# Your objective:
Go through the records below and copy out every line that contains the word "green".

# Information provided:

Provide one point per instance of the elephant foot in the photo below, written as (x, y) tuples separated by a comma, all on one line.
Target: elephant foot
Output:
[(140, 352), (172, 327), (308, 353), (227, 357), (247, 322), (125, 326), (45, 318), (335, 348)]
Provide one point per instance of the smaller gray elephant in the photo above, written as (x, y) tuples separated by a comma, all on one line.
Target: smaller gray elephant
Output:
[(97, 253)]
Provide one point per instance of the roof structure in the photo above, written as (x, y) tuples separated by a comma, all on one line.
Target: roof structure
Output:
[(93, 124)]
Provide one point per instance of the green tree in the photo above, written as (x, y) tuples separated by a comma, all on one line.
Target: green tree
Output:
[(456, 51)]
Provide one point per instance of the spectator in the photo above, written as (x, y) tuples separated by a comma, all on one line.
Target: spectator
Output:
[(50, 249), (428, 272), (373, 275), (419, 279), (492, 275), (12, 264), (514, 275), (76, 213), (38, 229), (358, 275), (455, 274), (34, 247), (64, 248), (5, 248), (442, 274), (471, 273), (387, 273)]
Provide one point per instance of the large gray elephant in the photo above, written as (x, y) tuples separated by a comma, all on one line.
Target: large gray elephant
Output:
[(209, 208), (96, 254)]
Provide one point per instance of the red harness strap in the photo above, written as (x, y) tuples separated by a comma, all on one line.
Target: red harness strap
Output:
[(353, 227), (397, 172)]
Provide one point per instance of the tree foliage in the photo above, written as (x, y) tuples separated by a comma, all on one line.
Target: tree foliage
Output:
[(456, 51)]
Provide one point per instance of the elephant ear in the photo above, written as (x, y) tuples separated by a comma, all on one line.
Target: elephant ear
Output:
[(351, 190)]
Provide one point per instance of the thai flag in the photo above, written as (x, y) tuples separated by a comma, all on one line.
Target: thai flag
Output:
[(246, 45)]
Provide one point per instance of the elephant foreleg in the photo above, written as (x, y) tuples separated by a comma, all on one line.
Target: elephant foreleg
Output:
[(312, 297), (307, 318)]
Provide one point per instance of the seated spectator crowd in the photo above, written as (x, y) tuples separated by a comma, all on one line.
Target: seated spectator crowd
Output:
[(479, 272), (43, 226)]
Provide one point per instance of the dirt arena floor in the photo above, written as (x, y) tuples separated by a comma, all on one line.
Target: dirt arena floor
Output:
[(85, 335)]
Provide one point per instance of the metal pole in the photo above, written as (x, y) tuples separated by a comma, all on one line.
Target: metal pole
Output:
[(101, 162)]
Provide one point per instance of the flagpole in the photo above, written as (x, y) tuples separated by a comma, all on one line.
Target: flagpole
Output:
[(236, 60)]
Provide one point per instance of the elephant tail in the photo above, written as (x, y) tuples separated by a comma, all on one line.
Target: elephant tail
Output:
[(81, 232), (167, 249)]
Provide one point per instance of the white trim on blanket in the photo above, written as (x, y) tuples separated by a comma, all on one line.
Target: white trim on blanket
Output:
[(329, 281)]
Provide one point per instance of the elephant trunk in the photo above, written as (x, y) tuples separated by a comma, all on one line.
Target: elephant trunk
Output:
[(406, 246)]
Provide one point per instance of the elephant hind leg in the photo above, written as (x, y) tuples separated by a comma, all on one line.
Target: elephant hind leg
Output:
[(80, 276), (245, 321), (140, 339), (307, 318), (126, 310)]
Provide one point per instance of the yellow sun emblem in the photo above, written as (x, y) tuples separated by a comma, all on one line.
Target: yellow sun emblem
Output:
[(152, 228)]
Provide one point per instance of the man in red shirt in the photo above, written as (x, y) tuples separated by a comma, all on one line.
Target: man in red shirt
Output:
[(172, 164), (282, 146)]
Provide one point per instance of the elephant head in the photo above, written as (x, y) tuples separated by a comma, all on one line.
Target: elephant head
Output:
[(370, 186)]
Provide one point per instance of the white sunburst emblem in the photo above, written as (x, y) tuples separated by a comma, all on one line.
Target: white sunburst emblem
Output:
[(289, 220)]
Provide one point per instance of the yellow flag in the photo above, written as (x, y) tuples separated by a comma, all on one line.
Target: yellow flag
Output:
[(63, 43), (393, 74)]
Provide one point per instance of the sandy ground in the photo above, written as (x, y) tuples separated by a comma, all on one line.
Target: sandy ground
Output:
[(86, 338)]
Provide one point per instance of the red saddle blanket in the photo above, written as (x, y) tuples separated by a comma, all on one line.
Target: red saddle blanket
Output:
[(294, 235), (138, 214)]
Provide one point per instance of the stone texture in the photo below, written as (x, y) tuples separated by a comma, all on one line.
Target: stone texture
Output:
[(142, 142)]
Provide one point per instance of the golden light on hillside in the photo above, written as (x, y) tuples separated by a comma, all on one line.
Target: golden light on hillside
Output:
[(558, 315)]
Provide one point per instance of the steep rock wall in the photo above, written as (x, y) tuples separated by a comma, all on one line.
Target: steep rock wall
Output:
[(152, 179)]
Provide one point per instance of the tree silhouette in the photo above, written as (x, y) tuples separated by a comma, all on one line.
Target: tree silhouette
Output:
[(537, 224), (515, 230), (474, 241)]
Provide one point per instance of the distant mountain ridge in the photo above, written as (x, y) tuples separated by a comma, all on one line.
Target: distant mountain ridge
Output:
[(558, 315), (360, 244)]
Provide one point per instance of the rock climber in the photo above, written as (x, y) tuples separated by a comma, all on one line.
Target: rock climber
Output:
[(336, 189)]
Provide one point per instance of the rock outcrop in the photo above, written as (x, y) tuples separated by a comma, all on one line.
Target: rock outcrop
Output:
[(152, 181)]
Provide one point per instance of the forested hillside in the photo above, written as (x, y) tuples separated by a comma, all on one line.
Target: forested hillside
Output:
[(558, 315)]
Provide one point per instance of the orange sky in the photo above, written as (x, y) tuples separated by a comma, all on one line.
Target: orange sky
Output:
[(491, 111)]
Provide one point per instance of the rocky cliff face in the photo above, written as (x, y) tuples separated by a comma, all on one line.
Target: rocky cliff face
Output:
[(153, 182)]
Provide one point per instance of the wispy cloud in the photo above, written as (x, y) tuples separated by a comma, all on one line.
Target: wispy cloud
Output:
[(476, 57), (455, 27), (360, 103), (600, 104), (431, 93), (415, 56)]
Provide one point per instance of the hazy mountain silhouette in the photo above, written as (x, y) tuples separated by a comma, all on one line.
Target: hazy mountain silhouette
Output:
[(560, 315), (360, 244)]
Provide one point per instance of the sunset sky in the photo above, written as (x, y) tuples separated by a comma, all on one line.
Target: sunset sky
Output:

# Response below:
Provide one point per instance of the green tree in the photo above, written as (x, y) tuples separated by a comma, all on one line.
Target: green tree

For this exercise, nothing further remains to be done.